(begin)
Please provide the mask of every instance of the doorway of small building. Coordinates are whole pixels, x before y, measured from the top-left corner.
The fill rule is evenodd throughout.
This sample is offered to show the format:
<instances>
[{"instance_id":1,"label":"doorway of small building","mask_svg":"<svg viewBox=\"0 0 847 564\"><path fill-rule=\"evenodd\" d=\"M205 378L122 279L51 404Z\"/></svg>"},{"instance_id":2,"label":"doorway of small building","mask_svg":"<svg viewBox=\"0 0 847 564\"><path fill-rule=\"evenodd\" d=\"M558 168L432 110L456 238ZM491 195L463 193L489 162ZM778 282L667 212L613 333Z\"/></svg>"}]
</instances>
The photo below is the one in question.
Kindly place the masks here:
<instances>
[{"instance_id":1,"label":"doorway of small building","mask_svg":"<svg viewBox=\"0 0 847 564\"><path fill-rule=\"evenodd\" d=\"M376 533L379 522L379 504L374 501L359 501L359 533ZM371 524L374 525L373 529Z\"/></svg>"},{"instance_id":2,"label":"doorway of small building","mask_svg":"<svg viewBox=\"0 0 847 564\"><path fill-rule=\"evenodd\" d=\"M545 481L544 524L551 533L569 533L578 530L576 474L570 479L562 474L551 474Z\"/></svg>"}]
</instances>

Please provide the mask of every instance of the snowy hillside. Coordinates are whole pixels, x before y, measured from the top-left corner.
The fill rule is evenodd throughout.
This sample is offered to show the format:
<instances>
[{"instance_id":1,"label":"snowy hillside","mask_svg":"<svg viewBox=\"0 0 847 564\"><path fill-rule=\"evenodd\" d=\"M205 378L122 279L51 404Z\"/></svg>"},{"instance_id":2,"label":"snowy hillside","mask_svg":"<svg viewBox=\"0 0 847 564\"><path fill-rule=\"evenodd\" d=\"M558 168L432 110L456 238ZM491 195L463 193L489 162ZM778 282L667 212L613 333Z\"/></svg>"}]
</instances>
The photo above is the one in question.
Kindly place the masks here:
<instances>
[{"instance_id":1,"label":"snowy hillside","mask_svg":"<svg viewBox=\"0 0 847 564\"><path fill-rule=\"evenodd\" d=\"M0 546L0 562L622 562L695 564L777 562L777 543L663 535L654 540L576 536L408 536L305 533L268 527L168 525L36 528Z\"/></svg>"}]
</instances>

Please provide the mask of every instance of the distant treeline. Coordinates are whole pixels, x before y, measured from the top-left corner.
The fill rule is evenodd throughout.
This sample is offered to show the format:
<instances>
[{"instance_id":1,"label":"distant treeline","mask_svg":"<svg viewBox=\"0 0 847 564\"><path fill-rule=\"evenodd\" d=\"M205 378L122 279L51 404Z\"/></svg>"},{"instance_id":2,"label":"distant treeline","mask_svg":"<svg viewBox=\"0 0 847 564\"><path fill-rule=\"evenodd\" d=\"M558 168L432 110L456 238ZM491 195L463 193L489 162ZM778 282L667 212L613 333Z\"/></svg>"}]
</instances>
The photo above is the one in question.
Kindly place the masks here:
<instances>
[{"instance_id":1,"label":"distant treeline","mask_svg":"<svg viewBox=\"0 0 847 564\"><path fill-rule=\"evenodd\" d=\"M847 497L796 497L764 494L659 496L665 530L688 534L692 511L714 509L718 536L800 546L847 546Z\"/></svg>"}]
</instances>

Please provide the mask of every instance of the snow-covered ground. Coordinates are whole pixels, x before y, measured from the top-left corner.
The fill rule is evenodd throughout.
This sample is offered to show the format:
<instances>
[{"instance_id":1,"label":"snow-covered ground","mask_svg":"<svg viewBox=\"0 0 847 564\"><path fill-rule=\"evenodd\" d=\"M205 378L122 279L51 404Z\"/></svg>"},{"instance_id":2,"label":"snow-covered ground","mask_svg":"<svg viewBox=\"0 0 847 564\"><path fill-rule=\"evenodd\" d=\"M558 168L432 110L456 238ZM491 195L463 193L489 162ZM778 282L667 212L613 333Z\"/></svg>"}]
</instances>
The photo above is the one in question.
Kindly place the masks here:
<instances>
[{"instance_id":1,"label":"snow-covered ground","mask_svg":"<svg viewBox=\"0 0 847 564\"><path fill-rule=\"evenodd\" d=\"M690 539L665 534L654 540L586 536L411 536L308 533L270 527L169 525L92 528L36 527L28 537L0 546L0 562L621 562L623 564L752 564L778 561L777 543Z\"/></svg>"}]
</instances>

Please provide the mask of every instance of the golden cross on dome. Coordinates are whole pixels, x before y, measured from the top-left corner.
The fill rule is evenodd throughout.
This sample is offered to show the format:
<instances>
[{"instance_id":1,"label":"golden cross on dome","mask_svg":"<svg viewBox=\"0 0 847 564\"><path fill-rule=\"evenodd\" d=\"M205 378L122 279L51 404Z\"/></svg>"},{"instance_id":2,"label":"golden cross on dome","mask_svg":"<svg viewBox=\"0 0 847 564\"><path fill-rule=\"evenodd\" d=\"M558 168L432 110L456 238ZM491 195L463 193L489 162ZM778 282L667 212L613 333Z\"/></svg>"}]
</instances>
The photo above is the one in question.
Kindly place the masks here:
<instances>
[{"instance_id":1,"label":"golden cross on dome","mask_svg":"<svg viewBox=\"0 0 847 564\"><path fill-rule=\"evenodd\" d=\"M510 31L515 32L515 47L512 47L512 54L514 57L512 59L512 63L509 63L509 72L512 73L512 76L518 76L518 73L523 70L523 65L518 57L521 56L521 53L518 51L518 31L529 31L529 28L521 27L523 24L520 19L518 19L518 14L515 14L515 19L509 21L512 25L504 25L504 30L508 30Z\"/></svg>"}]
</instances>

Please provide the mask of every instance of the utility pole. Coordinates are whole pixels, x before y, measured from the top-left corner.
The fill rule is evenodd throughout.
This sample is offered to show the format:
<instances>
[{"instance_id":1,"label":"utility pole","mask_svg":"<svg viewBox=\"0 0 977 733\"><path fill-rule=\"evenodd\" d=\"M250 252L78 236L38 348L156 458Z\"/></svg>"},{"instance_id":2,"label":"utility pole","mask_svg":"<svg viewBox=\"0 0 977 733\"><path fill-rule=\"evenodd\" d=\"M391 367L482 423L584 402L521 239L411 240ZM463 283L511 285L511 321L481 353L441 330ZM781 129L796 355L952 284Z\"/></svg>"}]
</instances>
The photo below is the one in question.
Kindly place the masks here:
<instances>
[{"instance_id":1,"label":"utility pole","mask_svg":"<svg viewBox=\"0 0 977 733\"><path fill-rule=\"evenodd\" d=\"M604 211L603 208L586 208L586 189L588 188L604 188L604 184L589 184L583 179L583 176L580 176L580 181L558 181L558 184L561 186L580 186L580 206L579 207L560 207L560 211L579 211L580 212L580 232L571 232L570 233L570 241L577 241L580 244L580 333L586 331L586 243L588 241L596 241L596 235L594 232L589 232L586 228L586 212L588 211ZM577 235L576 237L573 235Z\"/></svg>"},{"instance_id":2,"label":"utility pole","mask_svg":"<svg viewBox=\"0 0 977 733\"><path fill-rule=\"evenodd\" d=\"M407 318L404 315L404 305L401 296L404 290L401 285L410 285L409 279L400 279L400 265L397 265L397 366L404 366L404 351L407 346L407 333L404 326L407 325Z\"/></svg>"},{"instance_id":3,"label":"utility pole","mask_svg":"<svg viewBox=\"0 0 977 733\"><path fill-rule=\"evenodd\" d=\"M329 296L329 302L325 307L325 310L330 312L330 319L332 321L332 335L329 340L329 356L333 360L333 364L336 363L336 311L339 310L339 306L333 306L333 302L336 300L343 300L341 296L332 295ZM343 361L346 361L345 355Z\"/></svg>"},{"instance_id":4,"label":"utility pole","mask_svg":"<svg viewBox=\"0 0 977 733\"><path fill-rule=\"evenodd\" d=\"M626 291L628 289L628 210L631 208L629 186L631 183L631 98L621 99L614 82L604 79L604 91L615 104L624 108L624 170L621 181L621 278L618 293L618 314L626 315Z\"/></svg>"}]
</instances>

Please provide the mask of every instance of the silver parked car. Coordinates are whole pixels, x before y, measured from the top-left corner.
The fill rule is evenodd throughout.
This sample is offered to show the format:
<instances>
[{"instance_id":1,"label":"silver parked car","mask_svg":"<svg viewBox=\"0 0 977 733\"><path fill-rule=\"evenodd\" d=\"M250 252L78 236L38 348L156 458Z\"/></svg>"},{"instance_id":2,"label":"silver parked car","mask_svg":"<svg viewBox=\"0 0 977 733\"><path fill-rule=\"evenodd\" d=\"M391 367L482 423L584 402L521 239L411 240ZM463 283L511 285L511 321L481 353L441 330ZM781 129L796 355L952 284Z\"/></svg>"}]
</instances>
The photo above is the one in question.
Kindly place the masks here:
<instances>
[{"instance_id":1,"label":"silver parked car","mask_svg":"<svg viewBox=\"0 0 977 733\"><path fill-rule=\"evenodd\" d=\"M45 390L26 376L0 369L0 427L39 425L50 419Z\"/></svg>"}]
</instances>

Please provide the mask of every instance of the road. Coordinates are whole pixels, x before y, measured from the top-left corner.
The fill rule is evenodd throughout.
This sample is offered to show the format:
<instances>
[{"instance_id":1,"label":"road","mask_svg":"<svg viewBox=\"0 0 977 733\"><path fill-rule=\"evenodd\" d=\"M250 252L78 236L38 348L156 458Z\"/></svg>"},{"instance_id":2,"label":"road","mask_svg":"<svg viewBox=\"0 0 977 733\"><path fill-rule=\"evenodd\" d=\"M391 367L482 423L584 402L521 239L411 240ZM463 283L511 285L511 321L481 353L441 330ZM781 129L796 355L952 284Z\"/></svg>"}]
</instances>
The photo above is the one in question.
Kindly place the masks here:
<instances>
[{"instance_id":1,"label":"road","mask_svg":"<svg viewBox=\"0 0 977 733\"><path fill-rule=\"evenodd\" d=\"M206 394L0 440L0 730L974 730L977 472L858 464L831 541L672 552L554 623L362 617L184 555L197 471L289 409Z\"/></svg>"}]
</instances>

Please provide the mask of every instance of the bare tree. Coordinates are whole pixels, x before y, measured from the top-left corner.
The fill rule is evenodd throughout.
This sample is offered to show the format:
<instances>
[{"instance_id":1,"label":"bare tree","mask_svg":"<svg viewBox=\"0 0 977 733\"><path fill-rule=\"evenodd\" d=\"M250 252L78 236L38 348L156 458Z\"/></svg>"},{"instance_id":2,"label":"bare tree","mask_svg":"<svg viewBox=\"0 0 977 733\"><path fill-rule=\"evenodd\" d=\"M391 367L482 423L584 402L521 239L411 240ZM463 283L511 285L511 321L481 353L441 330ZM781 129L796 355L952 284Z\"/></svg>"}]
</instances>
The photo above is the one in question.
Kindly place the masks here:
(end)
● **THE REQUEST**: Leave out every line before the one containing "Please provide the mask of every instance of the road."; set down that line and all remaining lines of the material exactly.

● **CORRECT RESULT**:
Please provide the mask of every instance of the road. Coordinates are whole pixels, x before y, measured from the top-left corner.
The fill rule is evenodd throughout.
This sample is offered to show the format:
<instances>
[{"instance_id":1,"label":"road","mask_svg":"<svg viewBox=\"0 0 977 733\"><path fill-rule=\"evenodd\" d=\"M250 252L78 236L38 348L156 458Z\"/></svg>"},{"instance_id":2,"label":"road","mask_svg":"<svg viewBox=\"0 0 977 733\"><path fill-rule=\"evenodd\" d=\"M391 367L482 423L584 402L521 239L411 240ZM463 283L511 285L511 321L481 353L441 330ZM781 129L796 355L952 284Z\"/></svg>"}]
</instances>
The photo above is the one in question.
Kindly place the masks here:
<instances>
[{"instance_id":1,"label":"road","mask_svg":"<svg viewBox=\"0 0 977 733\"><path fill-rule=\"evenodd\" d=\"M206 394L0 440L0 730L974 730L977 472L858 464L831 541L672 552L554 623L362 617L184 555L197 471L289 409Z\"/></svg>"}]
</instances>

Please provide the mask of every instance of the bare tree. Coordinates are whole pixels, x before y, measured from the top-left corner.
The fill rule is evenodd throughout.
This sample is offered to show the format:
<instances>
[{"instance_id":1,"label":"bare tree","mask_svg":"<svg viewBox=\"0 0 977 733\"><path fill-rule=\"evenodd\" d=\"M250 252L78 236L38 348L156 458Z\"/></svg>"},{"instance_id":2,"label":"bare tree","mask_svg":"<svg viewBox=\"0 0 977 733\"><path fill-rule=\"evenodd\" d=\"M391 367L482 423L584 402L521 239L411 240ZM463 283L511 285L511 321L481 353L441 330ZM781 129L796 355L952 284Z\"/></svg>"}]
</instances>
The photo above is the one in question.
Kindly place the masks here:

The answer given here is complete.